>> START Text section
You hope when CNRL talks somebody listens. The company is a made-in-Alberta success story. The public corporate entity started life in Vancouver in 1973 as AEX Minerals Corporation, a junior miner which explored for zinc and lead in the Yukon. In 1975 it was renamed Canadian Natural Resources Limited and registered in Alberta 1982. The company has been on a breathtaking growth tear ever since.

On June 30, 2015, CNRL was Canada’s largest oil and gas producing company by any measure. Production on a barrel of oil equivalent (boe) basis was 806,000 boe/day. Put into perspective, Imperial Oil Limited, Cenovus Energy Inc. and Encana Corporation had combined production of only 1,008,000 boe/day. Revenue for the quarter ended June 30 was $3.8 billion, all from the sale of oil, gas and liquids. All the other companies with similar or greater revenues own refineries or downstream operations. CNRL is the top well licensee so far in 2015 and, to the end of June, was the seventh busiest driller.

CNRL has 7,000 employees in Alberta living in 90 communities. Last year, the company created 74,000 person-years of direct and indirect employment in this province. This does not include operations in B.C., Saskatchewan, North Sea, offshore Africa and South Africa. It spends heavily on R&D, investing $450 million in 2014 alone, making it one of Canada’s largest spenders in developing new technologies and processes. It works with 30,000 separate landowners and 55 Aboriginal communities. CNRL paid $227 million in property taxes in Alberta last year and another $50 million to surface and mineral title holders. More than $10 million was spent on community donations and sponsorships in 2014.
>> END Text section
>> START Record list
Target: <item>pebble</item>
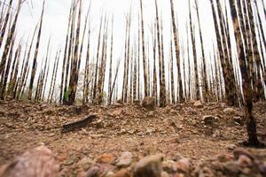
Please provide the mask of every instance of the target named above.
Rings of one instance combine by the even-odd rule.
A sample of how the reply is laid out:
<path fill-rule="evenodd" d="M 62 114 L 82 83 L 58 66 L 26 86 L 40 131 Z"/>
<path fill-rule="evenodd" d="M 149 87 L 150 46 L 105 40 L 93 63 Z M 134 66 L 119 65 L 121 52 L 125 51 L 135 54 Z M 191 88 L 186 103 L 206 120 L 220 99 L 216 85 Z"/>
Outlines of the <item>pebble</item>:
<path fill-rule="evenodd" d="M 213 125 L 215 120 L 215 118 L 212 115 L 203 116 L 202 121 L 205 125 Z"/>
<path fill-rule="evenodd" d="M 126 169 L 121 169 L 115 173 L 113 177 L 130 177 L 130 175 Z"/>
<path fill-rule="evenodd" d="M 182 158 L 178 160 L 173 166 L 174 171 L 180 171 L 184 173 L 189 173 L 191 169 L 191 162 L 188 158 Z"/>
<path fill-rule="evenodd" d="M 118 167 L 127 167 L 131 165 L 133 155 L 131 152 L 122 152 L 121 157 L 118 158 L 116 165 Z"/>
<path fill-rule="evenodd" d="M 223 112 L 226 114 L 234 114 L 236 111 L 233 108 L 225 108 Z"/>
<path fill-rule="evenodd" d="M 226 149 L 229 150 L 233 150 L 237 148 L 237 146 L 235 144 L 229 144 L 226 146 Z"/>
<path fill-rule="evenodd" d="M 137 163 L 134 177 L 160 177 L 162 172 L 162 155 L 148 156 Z"/>
<path fill-rule="evenodd" d="M 146 96 L 142 100 L 142 106 L 147 110 L 154 110 L 156 106 L 156 100 L 154 97 Z"/>
<path fill-rule="evenodd" d="M 112 154 L 103 154 L 97 159 L 98 163 L 112 164 L 114 160 L 114 157 Z"/>
<path fill-rule="evenodd" d="M 85 173 L 85 177 L 98 177 L 100 169 L 98 166 L 93 166 Z"/>
<path fill-rule="evenodd" d="M 203 108 L 203 107 L 204 107 L 200 100 L 196 101 L 196 102 L 194 103 L 194 106 L 195 106 L 196 108 Z"/>

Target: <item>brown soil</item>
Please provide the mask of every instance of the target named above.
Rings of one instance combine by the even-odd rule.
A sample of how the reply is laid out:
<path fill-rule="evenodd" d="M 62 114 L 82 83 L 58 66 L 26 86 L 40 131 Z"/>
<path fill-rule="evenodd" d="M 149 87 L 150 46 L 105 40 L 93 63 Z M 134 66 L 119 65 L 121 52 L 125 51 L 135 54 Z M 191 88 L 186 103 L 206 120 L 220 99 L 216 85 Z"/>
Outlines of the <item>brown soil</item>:
<path fill-rule="evenodd" d="M 0 165 L 28 149 L 44 143 L 60 162 L 61 175 L 77 175 L 84 158 L 97 160 L 108 154 L 114 158 L 130 151 L 135 160 L 162 153 L 168 159 L 181 154 L 193 164 L 220 154 L 246 139 L 241 108 L 213 103 L 193 103 L 147 112 L 139 105 L 59 106 L 45 104 L 0 102 Z M 62 134 L 62 125 L 89 115 L 98 119 L 84 128 Z M 211 115 L 211 122 L 203 117 Z M 261 141 L 266 136 L 266 103 L 254 106 Z"/>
>> END Record list
**Written exercise A:** According to the text about CNRL, how much did the company invest in R&D in 2014?
**Written exercise B:** Resume the text about CNRL after its last sentence.
The material is not needed for any of the work.

**Right answer A:** $450 million.

**Right answer B:**
With the motherhood statements made, CNRL gets down to business. The company declares there is a direct linkage between oil and gas investment, government revenues and jobs. It all ties back to Return on Capital Employed, or ROCE. The higher the ROCE, the more money the company can and will invest. Related: Global Demand Picture For Natural Gas Looks Increasingly Sour

The reward for governments that create an attractive economic environment is jobs and revenue. The numbers are clear. In 2014 there were 74,000 person-years of employment in Alberta, a figure that will fall to 57,000 this year. In the future, it can grow or shrink. Outside of commodity prices, how the Alberta government manages and regulates the upstream oil and gas industry will be a major factor.

CNRL notes Alberta’s current royalty system is price sensitive and fair. If prices go up, the government gets more and the opposite is true when prices fall. CNRL warns, “Adjusting this balance (between the industry and government take) is very difficult and more often than not has unintended consequences.” The drivers of ROCE are assets (geology), commodity prices, government fiscal terms, the regulatory burden, capital and operating costs. Commodity prices are beyond anyone’s control. But the fiscal and regulatory terms are entirely under the control of the Alberta government.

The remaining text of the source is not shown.